> [Dataset content]
--- BEGIN ---

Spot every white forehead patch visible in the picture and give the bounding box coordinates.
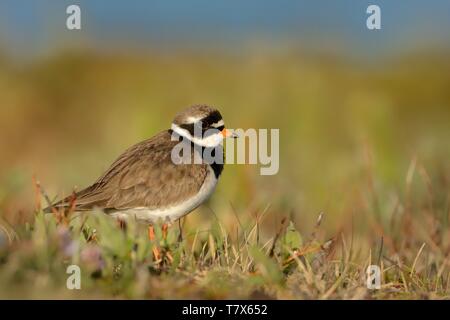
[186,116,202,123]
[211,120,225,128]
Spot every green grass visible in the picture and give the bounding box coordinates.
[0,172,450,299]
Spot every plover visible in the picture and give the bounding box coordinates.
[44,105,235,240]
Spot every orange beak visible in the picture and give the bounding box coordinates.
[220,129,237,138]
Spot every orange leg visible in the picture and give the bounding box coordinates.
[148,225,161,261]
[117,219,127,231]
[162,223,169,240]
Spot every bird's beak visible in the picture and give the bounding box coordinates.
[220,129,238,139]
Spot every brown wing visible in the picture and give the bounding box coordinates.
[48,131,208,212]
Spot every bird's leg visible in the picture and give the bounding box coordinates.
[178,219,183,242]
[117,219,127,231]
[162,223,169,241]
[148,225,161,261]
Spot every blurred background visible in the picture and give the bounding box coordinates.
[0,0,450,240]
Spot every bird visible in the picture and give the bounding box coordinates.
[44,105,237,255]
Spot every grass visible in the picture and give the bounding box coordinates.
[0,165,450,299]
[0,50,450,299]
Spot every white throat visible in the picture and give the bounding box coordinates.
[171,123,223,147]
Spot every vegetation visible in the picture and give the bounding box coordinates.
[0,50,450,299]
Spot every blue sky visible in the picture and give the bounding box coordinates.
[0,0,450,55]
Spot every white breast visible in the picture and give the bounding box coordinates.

--- END ---
--- BEGIN ---

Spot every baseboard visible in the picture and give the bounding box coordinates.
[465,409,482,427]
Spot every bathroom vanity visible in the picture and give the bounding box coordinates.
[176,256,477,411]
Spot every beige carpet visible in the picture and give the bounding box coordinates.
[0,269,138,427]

--- END ---
--- BEGIN ---

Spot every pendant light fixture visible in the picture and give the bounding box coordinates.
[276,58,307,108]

--- END ---

> [Goal]
Which lines in the records contain the word "beak"? Gather each of those lines in full, and treat case as significant.

> [Output]
Spot every orange beak visible in the picture and give the bounding box coordinates.
Spot every bird's beak visible in the picture and give the bounding box coordinates.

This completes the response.